What needs to be done: Reproduce word for word the lines between those holding "the window pane" and "fan blade in", inclusive, and nothing else from the data below.

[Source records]
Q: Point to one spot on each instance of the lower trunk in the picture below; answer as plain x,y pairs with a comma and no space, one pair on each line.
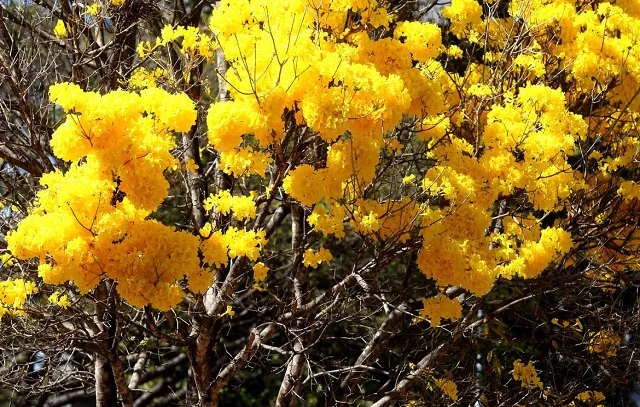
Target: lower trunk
106,392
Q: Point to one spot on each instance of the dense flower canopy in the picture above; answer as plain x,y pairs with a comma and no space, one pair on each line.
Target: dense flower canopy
349,88
485,151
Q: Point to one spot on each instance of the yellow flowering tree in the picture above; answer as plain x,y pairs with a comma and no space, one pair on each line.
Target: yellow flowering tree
335,201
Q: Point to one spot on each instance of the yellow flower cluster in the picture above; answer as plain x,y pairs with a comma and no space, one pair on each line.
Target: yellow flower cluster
448,387
90,223
61,301
243,207
586,396
313,259
260,272
13,295
440,307
60,30
526,374
604,342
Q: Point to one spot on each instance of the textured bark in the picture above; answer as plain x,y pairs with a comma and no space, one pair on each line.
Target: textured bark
287,393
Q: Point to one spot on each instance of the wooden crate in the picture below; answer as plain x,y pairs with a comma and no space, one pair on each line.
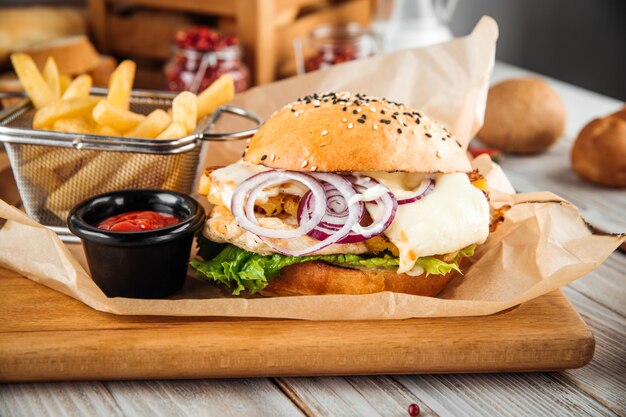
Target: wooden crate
266,28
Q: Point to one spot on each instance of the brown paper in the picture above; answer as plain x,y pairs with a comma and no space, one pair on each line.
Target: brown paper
543,244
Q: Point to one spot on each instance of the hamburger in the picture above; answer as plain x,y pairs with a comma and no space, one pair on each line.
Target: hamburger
343,194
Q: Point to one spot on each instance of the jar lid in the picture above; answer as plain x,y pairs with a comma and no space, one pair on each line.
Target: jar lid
227,53
339,34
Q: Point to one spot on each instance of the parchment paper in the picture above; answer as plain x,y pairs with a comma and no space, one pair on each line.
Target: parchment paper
543,244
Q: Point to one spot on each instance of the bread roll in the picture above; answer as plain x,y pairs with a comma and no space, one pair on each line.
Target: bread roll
318,278
523,115
599,153
326,133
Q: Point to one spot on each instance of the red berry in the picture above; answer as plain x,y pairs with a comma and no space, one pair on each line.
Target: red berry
414,410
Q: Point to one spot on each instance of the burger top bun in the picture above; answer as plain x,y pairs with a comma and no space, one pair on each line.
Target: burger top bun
599,153
344,132
523,115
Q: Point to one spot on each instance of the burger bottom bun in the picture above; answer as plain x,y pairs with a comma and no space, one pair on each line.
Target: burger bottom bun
599,153
318,278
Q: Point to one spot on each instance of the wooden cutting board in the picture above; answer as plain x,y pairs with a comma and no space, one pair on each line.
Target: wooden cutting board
45,335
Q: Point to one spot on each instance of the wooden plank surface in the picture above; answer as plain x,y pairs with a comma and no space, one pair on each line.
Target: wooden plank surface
49,336
599,297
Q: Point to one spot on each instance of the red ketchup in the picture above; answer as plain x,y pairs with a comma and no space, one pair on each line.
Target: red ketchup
138,221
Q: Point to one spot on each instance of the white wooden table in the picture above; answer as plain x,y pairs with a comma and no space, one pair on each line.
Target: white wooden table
597,389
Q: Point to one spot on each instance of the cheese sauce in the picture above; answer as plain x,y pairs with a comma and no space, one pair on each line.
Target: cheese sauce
454,215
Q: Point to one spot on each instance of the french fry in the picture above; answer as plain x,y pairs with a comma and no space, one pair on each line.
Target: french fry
32,80
120,85
79,87
173,131
74,125
217,94
107,131
185,110
155,123
65,82
107,114
52,77
63,109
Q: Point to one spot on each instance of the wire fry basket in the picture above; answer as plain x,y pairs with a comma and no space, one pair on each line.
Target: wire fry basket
54,171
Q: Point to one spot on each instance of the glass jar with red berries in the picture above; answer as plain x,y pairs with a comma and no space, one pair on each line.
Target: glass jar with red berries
200,56
328,45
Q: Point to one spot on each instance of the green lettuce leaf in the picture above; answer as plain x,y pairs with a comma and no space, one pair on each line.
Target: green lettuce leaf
243,270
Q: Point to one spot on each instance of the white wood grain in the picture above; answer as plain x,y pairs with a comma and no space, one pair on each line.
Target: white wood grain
606,285
57,399
220,398
602,207
514,395
597,389
354,396
604,377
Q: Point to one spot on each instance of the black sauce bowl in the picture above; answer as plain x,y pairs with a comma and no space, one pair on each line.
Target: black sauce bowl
146,264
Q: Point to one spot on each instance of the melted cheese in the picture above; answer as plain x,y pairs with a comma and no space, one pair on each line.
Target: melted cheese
454,215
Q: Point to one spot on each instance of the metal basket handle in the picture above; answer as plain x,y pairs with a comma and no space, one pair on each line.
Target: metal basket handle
223,137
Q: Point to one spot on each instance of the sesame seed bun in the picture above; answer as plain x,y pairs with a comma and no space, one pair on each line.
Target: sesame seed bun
340,132
319,278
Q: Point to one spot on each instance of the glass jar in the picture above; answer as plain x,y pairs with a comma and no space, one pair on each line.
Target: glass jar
193,70
328,45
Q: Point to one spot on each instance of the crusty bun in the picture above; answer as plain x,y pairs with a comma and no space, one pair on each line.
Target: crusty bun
523,115
599,153
318,278
343,132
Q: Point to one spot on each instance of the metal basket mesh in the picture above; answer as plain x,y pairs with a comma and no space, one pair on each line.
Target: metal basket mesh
51,180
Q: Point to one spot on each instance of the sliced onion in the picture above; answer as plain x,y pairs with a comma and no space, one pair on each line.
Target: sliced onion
251,188
426,187
386,203
335,217
347,191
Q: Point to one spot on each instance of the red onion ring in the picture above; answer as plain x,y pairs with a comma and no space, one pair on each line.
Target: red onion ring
251,188
347,191
426,187
386,201
334,218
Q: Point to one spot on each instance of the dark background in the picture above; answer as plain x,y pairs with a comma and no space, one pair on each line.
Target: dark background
582,42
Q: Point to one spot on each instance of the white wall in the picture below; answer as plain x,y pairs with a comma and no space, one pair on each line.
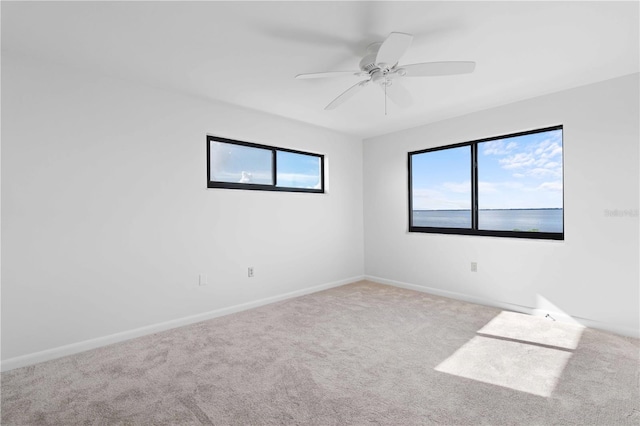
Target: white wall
107,221
592,275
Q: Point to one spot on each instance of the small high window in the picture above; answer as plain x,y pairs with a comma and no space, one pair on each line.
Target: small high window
504,186
242,165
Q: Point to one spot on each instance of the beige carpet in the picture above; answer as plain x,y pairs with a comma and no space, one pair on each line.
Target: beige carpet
354,355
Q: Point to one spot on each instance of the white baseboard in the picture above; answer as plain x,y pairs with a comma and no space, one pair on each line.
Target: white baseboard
558,316
58,352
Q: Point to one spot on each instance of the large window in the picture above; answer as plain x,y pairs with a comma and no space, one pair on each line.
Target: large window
243,165
505,186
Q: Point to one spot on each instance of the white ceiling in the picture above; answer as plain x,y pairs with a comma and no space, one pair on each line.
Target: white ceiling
247,53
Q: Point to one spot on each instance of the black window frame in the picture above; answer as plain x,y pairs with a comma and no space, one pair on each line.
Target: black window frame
274,169
474,193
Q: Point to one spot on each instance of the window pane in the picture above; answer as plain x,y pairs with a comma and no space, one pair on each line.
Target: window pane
520,183
240,164
298,170
441,188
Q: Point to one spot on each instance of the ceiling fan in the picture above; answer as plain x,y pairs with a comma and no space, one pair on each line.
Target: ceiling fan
380,66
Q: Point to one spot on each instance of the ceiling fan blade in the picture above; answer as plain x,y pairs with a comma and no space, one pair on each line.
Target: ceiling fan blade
427,69
393,48
327,74
347,94
398,94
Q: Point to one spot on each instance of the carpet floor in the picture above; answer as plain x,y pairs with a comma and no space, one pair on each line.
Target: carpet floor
358,354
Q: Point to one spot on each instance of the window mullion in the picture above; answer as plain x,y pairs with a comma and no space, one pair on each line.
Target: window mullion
274,165
474,186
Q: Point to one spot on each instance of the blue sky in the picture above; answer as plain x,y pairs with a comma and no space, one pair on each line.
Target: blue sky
519,172
236,163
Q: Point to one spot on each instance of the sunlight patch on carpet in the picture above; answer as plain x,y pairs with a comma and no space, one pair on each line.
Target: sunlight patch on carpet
516,351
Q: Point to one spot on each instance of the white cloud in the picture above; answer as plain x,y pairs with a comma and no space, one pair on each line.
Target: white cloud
498,147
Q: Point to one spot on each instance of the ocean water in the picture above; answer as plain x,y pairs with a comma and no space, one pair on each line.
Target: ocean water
540,220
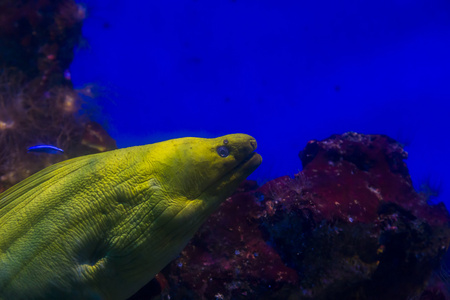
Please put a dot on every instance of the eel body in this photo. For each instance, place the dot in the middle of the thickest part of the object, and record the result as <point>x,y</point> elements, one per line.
<point>101,226</point>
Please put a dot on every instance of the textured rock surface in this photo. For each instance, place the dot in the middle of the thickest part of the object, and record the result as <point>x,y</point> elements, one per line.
<point>349,226</point>
<point>38,104</point>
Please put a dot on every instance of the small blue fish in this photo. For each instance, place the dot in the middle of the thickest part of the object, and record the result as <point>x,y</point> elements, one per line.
<point>45,149</point>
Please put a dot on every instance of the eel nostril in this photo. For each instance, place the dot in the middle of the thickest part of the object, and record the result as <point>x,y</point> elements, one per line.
<point>253,144</point>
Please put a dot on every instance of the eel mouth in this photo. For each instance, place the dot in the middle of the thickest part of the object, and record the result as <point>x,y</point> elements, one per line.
<point>236,174</point>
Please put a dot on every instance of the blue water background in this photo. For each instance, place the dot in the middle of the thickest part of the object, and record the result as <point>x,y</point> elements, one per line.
<point>285,72</point>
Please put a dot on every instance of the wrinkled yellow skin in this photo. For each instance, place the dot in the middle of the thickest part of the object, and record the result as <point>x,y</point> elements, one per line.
<point>101,226</point>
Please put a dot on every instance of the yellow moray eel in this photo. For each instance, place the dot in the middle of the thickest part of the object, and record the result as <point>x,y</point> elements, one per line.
<point>101,226</point>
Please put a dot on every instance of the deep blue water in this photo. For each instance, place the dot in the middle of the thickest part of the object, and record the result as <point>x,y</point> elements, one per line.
<point>282,71</point>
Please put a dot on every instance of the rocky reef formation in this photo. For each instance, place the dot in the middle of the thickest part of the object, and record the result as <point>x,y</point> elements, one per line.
<point>38,104</point>
<point>349,226</point>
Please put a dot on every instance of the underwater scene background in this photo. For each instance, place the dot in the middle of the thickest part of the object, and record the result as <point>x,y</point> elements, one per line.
<point>285,72</point>
<point>348,101</point>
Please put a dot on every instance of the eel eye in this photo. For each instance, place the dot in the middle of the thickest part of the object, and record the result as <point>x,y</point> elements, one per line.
<point>223,151</point>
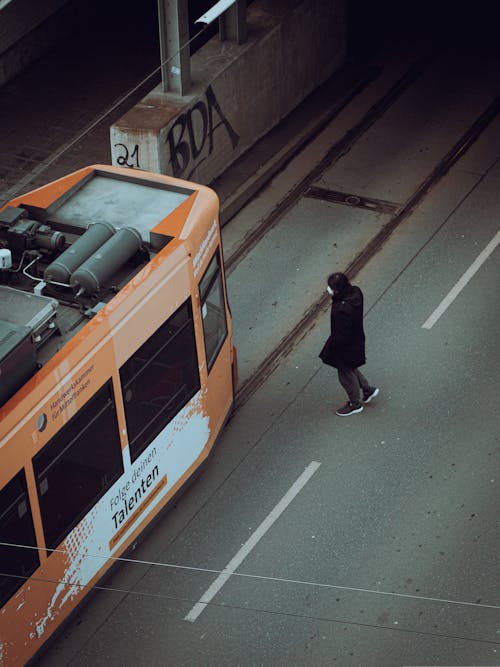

Answer to this exercise:
Q: Point to one spot on each instance of the window pane in the picture above; answer as plain x,y pairs with a comma and no space, one pair on each line.
Target: window pane
520,183
240,164
298,170
441,188
Q: Point to one spot on each instance of the ceiling fan in the picture above; answer as plain x,y pairs with a comma and no space, one pair on each line.
Target: ceiling fan
380,66
Q: Point to one spot on each instance of the ceiling fan blade in the picture above; answer as plain x,y pairs with a comma and no space, one pair on each line.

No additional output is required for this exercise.